*GIVEN TASK 1*.
In the announcement of Mark Johnson's book talk, in which room is the event held?
*GIVEN TASK 2*.
Write the next part of the announcement about Mark Johnson's book on doping in sports, picking up after its final sentence.

Sports journalist and University of California San Diego alumnus Mark Johnson will take guests inside the metaphorical locker room to share the real dope on doping in professional sports, the focus of his new book, published in July 2016. On Thursday, October 20, Johnson will discuss Spitting in the Soup: Inside the Dirty Game of Doping in Sports, from 5:30 to 7 p.m. in the Geisel Library’s Seuss Room on the UC San Diego campus. The UC San Diego Library event, open to the public and free of charge, will include a reception and a book signing.

Spitting in the Soup cover

During the 2016 Summer Olympics in Rio de Janeiro, Johnson was catapulted to the op-ed pages of the Washington Post and the airwaves of ESPN, where he shared his insights on the International Olympic Committee’s (IOC) decision not to impose a blanket ban on Russia for its doping record. At his October 20 talk, Johnson will opine on the recent Olympics, and shed light on the complex relationships that underlie elite sports culture—the essence of which, he says, is not to play fair but to push the boundaries of human performance and broadcast “the potency of nation states.”

Johnson, who has covered cycling as a journalist and photographer since the 1980s, claims that—notwithstanding today’s morale outrage—doping has been a common phenomenon for as long as we’ve had organized sports. For the last 150 years or so, says Johnson, the use of performance-enhancing drugs in a variety of professional sports—from baseball and cycling to horse racing and track and field—has been the norm. For much of that time, doping to improve performance has been more or less accepted, he says, while doping to throw a game has mostly triggered outrage.

Photo-based point labeling data:
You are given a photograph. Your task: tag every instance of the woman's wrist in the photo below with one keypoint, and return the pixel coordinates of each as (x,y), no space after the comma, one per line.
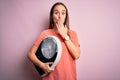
(66,38)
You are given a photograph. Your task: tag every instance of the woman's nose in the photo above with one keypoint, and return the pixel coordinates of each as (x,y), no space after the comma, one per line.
(59,16)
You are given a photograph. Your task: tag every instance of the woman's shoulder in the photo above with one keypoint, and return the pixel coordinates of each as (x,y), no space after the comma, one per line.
(72,31)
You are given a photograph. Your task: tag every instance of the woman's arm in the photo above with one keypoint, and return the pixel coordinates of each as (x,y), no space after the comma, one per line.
(73,49)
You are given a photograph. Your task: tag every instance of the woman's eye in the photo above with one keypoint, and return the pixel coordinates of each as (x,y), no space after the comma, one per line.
(56,12)
(63,13)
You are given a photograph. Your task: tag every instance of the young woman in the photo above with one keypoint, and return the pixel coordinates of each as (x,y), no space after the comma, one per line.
(59,27)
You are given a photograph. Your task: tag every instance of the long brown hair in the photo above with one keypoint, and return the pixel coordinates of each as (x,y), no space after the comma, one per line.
(51,23)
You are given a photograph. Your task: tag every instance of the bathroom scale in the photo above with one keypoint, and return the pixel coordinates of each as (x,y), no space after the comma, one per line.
(49,50)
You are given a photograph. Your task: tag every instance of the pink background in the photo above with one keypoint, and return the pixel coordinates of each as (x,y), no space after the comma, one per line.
(97,23)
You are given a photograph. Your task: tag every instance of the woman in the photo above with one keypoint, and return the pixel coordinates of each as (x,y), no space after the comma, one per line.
(59,27)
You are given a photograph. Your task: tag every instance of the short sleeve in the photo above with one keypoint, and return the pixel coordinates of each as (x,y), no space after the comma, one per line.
(74,37)
(39,39)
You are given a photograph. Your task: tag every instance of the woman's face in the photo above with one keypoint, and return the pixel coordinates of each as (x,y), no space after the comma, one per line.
(59,14)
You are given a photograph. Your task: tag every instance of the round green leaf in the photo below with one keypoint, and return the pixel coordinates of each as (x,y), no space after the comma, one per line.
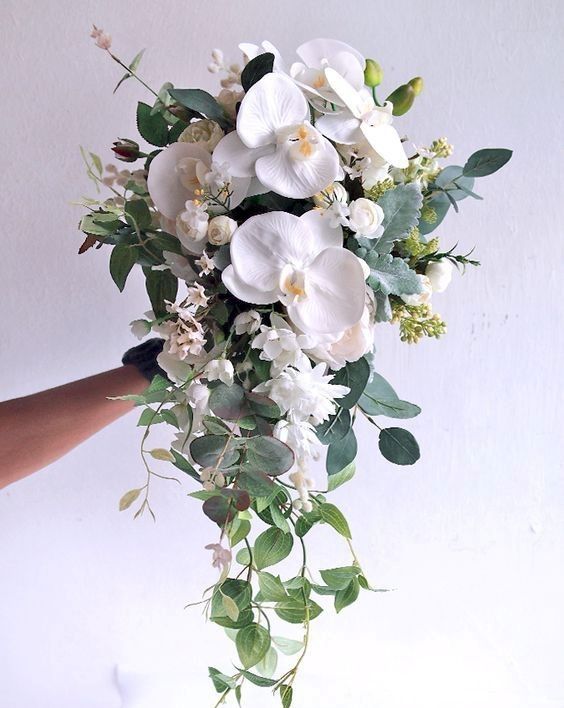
(398,446)
(252,643)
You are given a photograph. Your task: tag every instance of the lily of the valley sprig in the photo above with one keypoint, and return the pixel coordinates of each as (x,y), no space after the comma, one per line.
(276,225)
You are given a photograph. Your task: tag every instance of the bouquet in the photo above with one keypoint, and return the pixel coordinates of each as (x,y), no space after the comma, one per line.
(276,224)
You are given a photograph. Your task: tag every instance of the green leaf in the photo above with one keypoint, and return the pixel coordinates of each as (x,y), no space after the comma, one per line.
(402,206)
(267,665)
(271,587)
(258,680)
(269,455)
(257,68)
(201,102)
(286,695)
(339,578)
(272,546)
(398,446)
(228,402)
(252,642)
(152,126)
(355,376)
(379,398)
(220,681)
(340,454)
(346,597)
(161,285)
(339,478)
(289,647)
(391,276)
(334,517)
(207,450)
(295,610)
(486,162)
(122,261)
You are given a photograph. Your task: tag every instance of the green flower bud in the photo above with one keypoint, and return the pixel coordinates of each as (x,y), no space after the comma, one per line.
(417,84)
(373,73)
(402,99)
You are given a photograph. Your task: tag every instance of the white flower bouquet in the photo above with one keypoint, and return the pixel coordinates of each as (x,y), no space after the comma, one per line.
(276,225)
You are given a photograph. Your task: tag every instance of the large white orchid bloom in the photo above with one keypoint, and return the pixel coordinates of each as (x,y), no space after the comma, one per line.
(301,263)
(363,120)
(320,54)
(275,142)
(178,171)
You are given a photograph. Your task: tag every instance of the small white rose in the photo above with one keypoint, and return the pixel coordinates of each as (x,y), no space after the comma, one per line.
(366,218)
(424,296)
(220,230)
(247,322)
(206,133)
(440,274)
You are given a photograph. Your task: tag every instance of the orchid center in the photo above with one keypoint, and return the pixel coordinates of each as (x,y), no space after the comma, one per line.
(293,283)
(301,141)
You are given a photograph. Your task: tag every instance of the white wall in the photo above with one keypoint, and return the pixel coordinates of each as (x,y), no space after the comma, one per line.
(471,538)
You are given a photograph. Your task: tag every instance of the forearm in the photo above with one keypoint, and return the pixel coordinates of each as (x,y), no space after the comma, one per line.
(36,430)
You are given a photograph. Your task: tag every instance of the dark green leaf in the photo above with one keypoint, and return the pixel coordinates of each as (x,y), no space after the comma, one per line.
(398,446)
(257,68)
(334,517)
(340,454)
(272,546)
(252,642)
(152,126)
(161,285)
(486,162)
(122,261)
(346,597)
(355,376)
(201,102)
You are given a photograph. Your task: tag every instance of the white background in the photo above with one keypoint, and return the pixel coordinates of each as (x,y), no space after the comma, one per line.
(471,538)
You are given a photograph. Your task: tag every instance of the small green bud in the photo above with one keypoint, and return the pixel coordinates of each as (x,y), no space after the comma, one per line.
(402,99)
(417,85)
(373,73)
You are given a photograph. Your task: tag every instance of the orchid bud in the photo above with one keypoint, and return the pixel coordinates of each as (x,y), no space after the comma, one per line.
(373,73)
(416,84)
(126,150)
(402,99)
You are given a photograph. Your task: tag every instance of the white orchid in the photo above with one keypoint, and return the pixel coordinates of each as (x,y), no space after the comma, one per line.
(362,121)
(275,142)
(179,170)
(319,54)
(301,263)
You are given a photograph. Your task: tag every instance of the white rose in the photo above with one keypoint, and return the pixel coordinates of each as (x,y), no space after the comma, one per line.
(206,133)
(424,296)
(220,230)
(221,369)
(247,322)
(366,218)
(440,274)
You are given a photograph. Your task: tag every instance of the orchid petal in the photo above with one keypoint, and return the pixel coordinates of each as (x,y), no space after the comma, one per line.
(241,159)
(245,292)
(315,51)
(336,293)
(167,191)
(272,103)
(385,140)
(299,179)
(339,127)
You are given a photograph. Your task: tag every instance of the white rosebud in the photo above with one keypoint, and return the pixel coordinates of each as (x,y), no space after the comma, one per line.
(440,274)
(424,296)
(247,322)
(366,218)
(220,230)
(206,133)
(221,369)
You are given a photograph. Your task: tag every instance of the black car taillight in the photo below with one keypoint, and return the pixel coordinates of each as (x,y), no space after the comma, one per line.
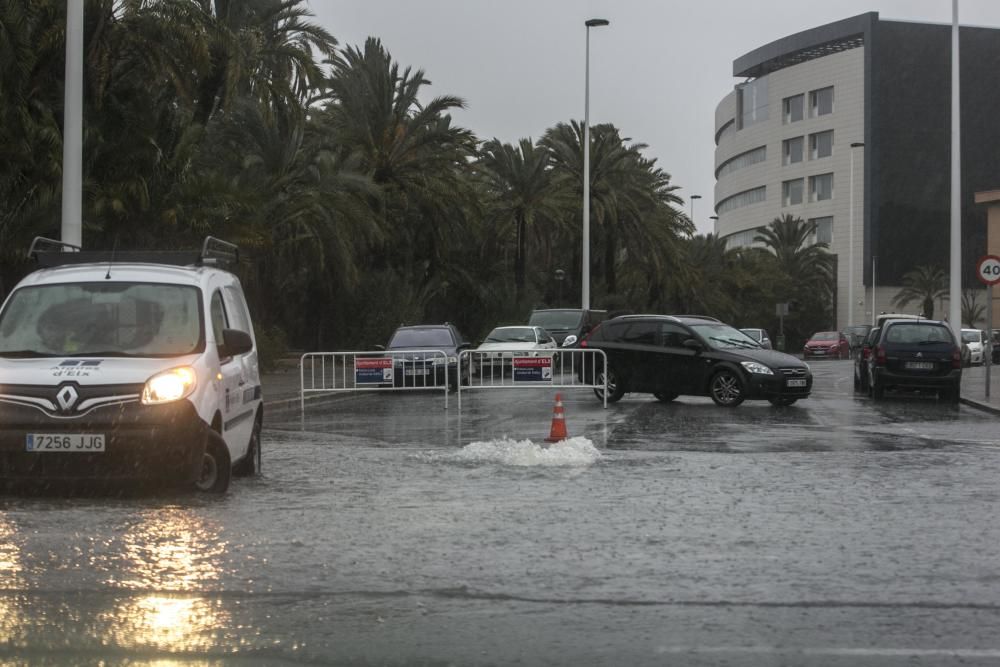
(880,355)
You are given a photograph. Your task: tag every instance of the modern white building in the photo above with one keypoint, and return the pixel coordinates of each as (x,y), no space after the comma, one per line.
(848,125)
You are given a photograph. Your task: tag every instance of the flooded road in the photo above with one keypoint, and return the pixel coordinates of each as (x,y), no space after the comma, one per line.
(388,531)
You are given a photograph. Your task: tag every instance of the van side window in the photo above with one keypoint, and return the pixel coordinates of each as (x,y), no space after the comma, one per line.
(219,319)
(236,309)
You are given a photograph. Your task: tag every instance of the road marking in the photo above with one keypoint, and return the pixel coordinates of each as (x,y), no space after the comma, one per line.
(837,651)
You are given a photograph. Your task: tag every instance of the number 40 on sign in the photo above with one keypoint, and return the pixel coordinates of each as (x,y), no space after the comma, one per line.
(988,269)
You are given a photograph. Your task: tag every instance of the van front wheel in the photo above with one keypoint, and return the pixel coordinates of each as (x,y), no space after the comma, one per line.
(216,467)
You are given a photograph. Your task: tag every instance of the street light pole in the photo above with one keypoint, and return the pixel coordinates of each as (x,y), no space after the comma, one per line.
(693,197)
(585,288)
(850,243)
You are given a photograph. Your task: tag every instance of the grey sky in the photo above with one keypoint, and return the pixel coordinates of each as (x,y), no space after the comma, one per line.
(657,72)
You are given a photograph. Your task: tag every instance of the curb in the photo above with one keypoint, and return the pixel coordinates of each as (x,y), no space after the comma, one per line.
(979,405)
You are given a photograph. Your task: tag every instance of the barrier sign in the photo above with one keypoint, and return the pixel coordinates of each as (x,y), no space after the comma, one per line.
(372,371)
(532,369)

*WRITTEN REPLY 1*.
The Seuss Room in Geisel Library on the UC San Diego campus.

*WRITTEN REPLY 2*.
“Today, athletes are often vilified for using performance-enhancing drugs,” said Johnson. “What prevails is a perception that athletes who are caught doping are moral deviants, dopers who are an affront to the athletes who don’t take shortcuts. But, the truth about doping in sports is both messy and shocking, and anything but black and white. It’s not about individual athletes—it’s a collaboration of sorts. We can’t ignore decades of history in which teams, coaches, governments, scientists, the media, and even spectators have been complicit.”

Johnson’s previous book, Argyle Armada: Behind the Scenes of the Pro Cycling Life, was a behind-the-scenes look at the Garmin pro cycling team. His work has been published in Cycling Weekly in the UK, Velo in France, and Ride Cycling Review in Australia, as well as general-interest publications including the Wall Street Journal. Johnson is a graduate of UC San Diego, where he received a Bachelor’s degree, and also holds an MA and PhD in English literature from Boston University.